Your objective: Please convert the data below into a Markdown table with the columns No. and Line, numbering each row and leaving out blank lines. Include only the part that opens with the line containing "of the thumb" and closes with the line containing "[[87, 179]]", with both of those lines included.

Exercise materials:
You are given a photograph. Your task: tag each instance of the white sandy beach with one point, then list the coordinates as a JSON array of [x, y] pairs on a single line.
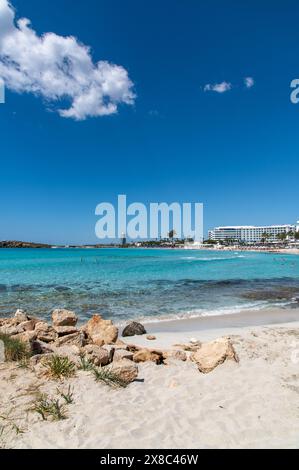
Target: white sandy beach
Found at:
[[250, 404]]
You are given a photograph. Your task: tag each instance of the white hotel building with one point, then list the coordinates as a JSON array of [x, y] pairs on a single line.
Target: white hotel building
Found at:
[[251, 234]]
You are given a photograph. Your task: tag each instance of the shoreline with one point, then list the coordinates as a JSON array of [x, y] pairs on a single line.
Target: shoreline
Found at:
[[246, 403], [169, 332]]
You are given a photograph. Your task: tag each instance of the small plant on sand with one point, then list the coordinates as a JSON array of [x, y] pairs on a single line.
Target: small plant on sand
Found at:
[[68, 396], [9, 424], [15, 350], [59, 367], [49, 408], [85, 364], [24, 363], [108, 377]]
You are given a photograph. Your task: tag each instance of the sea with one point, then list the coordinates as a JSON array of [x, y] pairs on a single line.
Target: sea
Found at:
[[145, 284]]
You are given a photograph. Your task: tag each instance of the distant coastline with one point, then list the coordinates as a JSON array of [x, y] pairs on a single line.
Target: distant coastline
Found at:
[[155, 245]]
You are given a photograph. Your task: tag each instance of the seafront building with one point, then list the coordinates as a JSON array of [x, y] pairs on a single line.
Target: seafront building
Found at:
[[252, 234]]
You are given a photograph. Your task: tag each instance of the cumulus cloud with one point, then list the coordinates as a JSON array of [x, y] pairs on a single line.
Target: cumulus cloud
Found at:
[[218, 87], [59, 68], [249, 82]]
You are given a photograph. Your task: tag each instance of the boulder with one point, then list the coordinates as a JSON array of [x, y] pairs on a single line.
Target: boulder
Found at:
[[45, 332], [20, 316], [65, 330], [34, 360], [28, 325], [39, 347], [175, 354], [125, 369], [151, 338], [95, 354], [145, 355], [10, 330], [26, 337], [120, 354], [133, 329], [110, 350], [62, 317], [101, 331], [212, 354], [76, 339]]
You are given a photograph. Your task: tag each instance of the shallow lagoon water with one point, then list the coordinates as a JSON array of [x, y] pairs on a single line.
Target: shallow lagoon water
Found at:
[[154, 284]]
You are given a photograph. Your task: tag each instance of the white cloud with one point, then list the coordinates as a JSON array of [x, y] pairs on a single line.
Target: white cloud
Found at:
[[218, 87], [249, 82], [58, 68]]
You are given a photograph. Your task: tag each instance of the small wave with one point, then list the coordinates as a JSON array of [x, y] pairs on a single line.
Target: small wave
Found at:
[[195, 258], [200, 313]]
--
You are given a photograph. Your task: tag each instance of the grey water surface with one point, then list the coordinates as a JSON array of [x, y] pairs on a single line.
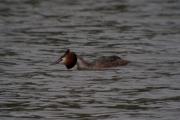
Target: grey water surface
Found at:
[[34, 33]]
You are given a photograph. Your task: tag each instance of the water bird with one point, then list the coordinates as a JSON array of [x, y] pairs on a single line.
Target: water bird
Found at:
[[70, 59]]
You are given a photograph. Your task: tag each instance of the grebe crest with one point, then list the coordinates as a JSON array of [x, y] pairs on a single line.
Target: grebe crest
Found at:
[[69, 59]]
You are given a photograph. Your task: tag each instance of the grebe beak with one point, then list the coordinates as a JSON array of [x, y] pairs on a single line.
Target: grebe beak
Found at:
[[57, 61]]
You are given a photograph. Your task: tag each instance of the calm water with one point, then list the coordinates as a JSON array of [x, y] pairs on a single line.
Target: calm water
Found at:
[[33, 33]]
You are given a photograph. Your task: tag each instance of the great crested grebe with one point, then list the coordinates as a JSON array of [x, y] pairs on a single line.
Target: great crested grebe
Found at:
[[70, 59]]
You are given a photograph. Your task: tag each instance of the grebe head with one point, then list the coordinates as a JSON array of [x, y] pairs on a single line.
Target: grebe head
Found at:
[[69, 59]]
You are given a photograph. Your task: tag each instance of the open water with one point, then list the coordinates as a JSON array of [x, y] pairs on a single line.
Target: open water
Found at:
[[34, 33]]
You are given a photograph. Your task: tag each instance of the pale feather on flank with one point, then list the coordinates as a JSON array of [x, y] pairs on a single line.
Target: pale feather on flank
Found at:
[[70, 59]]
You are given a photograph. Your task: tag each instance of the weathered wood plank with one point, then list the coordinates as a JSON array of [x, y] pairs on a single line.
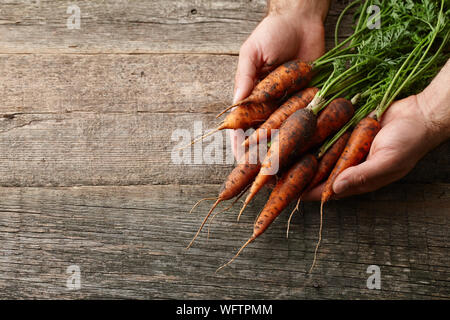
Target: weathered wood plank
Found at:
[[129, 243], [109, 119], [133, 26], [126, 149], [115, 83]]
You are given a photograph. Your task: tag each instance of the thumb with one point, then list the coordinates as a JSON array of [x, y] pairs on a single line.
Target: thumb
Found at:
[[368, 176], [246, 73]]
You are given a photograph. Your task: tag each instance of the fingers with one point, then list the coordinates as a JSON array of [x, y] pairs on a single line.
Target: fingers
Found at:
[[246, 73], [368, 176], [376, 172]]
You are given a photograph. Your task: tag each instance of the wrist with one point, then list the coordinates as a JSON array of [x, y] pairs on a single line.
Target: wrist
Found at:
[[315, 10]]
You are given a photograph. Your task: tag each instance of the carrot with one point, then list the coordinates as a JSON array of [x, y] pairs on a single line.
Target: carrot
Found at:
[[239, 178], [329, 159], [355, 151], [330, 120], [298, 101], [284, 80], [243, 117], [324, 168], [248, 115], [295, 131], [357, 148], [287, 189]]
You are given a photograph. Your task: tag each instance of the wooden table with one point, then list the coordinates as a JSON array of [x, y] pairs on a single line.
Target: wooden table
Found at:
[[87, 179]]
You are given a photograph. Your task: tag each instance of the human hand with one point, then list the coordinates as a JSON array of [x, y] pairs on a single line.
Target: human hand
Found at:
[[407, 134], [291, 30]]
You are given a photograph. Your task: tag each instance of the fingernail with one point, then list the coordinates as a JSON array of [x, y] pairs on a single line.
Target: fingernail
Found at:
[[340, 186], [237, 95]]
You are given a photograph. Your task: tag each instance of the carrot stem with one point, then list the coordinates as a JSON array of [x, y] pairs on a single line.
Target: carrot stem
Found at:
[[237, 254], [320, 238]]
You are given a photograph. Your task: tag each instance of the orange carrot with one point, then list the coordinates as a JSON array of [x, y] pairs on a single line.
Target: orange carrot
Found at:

Final result:
| No. | Line |
|---|---|
| 1 | You are given a photograph. Your task: tag each instance of the thumb with one point, then list the coordinates as a JSON array of [x, y] pairs on a single line. |
| 2 | Target: thumb |
| 3 | Found at: |
| 4 | [[368, 176], [246, 73]] |
| 5 | You are given a photograph. Your task: tag each instance of the fingers with one point, then list the coordinates as a JSON array of [x, y] pairs on a single line. |
| 6 | Target: fingers |
| 7 | Found at: |
| 8 | [[246, 73], [368, 176], [376, 172]] |
| 9 | You are given a photograph. Your task: tag each instance of the wrist with one point, then list the coordinates as a JSON array of [x, y] pairs on a single line. |
| 10 | Target: wrist |
| 11 | Found at: |
| 12 | [[315, 10]] |
| 13 | You are given a photograph. Your task: tag each instance of the carrot with one point, then list the coordinates as a JSON array of [x, y] pairs on a single line. |
| 14 | Target: carrot |
| 15 | Found at: |
| 16 | [[239, 178], [329, 159], [355, 151], [330, 120], [298, 101], [284, 80], [243, 117], [324, 168], [248, 115], [295, 131], [357, 148], [287, 189]] |
| 17 | You are given a photograph. Your task: tag each instance of the wooden table with one point, then list the coordinates as a JSON array of [x, y] pairs on a single line. |
| 18 | Target: wooden table |
| 19 | Found at: |
| 20 | [[87, 179]] |